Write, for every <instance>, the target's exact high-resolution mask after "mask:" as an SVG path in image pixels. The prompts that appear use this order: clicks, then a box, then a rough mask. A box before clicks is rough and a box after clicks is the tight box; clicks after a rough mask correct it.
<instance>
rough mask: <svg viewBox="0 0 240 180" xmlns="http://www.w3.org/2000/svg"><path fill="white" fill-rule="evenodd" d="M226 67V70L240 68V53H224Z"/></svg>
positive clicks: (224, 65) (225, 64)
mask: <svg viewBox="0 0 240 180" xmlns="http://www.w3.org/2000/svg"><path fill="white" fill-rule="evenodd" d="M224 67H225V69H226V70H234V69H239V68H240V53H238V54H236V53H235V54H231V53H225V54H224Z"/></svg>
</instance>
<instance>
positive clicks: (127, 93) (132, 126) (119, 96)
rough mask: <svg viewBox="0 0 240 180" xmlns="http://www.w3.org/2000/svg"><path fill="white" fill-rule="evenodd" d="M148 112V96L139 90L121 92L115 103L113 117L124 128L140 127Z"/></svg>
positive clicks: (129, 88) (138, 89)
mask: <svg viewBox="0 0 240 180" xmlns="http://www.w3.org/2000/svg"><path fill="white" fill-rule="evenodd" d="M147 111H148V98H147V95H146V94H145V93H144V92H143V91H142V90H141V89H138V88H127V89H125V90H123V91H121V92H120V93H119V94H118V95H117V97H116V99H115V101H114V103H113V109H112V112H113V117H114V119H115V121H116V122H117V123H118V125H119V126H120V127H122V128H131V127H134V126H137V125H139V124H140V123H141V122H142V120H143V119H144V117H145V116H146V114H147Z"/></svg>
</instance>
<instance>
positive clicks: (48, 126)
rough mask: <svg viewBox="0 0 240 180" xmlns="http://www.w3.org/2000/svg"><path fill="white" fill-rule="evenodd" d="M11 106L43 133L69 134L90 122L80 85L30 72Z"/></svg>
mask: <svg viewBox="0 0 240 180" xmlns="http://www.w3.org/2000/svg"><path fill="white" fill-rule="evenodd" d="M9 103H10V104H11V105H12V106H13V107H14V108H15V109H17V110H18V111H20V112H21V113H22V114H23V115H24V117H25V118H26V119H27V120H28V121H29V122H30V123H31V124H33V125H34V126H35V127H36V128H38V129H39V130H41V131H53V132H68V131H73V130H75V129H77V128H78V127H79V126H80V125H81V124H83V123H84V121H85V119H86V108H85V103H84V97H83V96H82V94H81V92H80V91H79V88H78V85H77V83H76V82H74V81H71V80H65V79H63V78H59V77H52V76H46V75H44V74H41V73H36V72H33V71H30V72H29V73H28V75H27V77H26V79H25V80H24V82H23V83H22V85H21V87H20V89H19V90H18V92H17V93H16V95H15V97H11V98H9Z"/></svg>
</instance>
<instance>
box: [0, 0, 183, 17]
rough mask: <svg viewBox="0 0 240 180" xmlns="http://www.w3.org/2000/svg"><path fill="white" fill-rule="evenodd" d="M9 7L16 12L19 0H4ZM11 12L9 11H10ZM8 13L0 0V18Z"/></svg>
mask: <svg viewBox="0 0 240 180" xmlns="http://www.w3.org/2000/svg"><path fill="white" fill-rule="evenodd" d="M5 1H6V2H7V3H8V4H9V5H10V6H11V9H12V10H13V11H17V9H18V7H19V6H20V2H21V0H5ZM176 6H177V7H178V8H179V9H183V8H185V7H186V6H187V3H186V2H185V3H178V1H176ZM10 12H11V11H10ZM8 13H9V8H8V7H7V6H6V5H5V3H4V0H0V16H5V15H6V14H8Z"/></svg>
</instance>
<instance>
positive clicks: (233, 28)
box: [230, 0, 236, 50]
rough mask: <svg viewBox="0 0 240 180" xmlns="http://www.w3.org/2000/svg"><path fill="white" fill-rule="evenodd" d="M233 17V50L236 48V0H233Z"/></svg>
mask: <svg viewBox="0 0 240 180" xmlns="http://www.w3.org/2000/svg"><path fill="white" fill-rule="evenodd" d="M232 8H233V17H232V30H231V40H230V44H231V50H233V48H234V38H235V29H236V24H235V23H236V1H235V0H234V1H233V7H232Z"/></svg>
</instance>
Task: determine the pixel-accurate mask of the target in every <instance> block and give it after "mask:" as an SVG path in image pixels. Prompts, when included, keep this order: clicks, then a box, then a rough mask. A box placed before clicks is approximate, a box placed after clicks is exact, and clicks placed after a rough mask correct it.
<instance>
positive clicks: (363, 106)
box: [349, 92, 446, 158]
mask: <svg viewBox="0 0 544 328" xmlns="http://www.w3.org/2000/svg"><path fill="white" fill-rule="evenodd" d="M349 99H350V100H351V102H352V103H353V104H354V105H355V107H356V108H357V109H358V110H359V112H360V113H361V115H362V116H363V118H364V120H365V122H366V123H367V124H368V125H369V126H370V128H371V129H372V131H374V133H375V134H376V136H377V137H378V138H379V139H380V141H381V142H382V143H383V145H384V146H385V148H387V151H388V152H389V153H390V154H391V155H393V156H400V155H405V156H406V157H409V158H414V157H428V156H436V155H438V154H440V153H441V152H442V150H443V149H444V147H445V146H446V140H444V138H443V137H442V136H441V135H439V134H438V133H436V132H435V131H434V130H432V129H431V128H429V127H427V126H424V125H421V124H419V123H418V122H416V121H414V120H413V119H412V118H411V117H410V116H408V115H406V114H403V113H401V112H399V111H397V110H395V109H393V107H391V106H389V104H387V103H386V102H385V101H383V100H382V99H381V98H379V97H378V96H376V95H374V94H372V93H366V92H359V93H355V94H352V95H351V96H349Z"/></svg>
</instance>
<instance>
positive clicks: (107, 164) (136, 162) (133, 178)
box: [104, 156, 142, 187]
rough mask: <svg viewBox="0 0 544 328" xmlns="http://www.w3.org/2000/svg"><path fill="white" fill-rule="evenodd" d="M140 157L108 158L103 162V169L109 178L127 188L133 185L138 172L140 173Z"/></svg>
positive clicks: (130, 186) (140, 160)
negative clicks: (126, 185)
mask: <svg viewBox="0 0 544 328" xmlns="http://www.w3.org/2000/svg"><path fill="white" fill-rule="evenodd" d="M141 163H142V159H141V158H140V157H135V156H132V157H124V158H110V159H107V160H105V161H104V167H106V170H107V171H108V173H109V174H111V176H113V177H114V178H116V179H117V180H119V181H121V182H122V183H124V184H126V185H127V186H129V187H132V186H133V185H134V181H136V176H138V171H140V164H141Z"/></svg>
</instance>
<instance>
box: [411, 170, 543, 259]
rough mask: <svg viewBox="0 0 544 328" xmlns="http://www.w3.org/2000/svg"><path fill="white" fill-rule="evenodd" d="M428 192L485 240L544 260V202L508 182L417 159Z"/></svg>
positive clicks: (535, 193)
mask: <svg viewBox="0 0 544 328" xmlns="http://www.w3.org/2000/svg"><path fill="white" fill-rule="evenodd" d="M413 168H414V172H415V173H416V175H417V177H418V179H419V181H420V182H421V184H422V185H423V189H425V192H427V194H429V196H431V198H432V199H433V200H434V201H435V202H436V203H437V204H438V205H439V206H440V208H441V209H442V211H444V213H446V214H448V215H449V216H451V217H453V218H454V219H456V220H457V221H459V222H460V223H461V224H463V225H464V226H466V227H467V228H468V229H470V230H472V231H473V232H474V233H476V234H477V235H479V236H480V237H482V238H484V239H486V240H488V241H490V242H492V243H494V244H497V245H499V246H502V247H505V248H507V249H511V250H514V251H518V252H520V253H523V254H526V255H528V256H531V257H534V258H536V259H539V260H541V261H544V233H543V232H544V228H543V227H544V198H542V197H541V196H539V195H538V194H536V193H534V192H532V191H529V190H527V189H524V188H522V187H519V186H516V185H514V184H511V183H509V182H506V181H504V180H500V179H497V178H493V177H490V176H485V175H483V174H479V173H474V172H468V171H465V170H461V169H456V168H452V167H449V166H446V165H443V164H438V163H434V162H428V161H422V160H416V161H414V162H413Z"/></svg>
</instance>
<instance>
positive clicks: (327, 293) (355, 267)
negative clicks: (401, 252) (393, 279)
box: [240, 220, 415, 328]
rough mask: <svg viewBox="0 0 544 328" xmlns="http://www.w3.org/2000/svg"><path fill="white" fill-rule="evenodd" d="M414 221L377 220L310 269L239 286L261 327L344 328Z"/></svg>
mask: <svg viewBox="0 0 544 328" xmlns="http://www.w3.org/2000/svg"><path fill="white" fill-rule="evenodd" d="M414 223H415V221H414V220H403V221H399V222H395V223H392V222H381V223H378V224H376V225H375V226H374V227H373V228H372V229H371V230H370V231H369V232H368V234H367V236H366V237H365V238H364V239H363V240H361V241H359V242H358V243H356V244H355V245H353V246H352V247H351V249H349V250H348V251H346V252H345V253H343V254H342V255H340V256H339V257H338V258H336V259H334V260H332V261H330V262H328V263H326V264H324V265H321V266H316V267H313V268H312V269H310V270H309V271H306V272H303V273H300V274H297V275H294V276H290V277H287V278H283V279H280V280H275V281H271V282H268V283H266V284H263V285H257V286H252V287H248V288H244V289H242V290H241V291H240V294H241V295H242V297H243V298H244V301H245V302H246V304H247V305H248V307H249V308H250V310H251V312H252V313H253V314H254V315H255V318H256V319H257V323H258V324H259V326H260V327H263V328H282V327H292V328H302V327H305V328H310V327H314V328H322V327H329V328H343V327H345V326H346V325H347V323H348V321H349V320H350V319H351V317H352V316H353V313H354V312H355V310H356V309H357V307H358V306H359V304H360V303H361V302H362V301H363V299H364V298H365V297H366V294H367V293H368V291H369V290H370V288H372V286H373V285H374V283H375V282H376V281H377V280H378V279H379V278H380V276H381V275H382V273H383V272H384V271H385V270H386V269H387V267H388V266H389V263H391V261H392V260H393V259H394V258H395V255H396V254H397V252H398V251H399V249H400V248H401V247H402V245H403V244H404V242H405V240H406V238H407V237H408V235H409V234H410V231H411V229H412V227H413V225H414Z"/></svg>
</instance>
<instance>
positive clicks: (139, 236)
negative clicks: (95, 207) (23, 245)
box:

**********

# Work instructions
Which lines in the records above contain the string "order"? Copy them.

# Task result
Write, for every <instance>, the target's exact high-resolution mask after "mask:" as an SVG path in image pixels. The prompts that appear use this order: clicks, then a box, then a rough mask. A box before clicks is rough and a box after clicks is the tight box; clicks after a rough mask correct it.
Task: determine the pixel-accurate mask of the target in every <instance> block and give it after "mask:" as an SVG path in image pixels. Prompts, when included, keep this order: clicks, then a box, then a rough mask. A box placed before clicks is approximate, a box placed after clicks is exact, and clicks placed after a rough mask correct it.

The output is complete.